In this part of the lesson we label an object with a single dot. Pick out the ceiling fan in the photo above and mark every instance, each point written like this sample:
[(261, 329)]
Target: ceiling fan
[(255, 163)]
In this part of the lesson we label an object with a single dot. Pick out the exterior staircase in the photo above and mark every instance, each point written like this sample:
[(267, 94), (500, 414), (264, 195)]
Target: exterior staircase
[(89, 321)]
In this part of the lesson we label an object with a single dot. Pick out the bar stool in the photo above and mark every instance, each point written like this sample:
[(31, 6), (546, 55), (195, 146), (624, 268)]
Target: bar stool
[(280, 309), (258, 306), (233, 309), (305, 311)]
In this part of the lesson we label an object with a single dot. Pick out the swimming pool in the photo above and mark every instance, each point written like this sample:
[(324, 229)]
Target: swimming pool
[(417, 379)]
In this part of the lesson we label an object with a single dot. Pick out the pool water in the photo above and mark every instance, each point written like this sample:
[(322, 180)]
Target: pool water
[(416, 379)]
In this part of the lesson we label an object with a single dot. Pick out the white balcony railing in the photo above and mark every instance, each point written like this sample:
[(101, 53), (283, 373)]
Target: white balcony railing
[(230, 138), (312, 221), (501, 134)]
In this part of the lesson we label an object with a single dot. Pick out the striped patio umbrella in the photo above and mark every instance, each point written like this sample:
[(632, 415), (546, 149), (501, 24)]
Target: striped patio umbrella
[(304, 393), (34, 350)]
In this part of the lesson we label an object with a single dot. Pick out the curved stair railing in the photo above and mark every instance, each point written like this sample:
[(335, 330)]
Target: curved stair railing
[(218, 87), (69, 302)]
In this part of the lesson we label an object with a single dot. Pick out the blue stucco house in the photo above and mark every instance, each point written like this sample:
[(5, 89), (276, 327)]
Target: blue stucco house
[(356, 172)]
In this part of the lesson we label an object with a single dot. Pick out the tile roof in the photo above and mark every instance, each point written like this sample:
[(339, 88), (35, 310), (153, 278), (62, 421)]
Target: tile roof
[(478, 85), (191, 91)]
☆ ☆ ☆
_Task prompt_. Identify each line of the material where the word "like" shows up, and copy it.

_Response to the task_.
In this part of the lesson we label an object with a single dot. Pick out the ceiling fan in the photo above and mark every instance, each point written like this sample:
In this part of the lesson we label an object with a single dot. Pick out the exterior staircase in the photo above and mark every instance, each point written like this sample:
In this part of the lesson we label an object with a single dot. Pick out the bar stool in the photo above and mark every instance, each point written like this sample:
In this part of the lesson we label an object with a single dot. Pick out the swimming pool in the photo above and mark every instance, each point written like this sample:
In this part of the lesson we label an object with a single dot. Pick out the pool water in the photo above and mark every instance, each point written like this sample:
In this part of the lesson we label an object with a single dot. Pick out the white balcony railing in the photo above and mark every instance, each point written like this sample:
In this part of the lesson we label an object with a single dot. Pick out the striped patio umbrella in the photo above and mark every instance, each point written like this sample:
In this part of the lesson we label an object with a single dot. Pick out the curved stair railing in the photo above and mark every instance, each point written like this sample:
In this part of the lesson we label an object with a single dot. Pick out the blue stucco house in the photo above and mark every instance, each point written like this sample:
In this part of the lesson we label an object with a single dot. Pick out the tile roof in the photo above and mark every instance, each point written like this sample:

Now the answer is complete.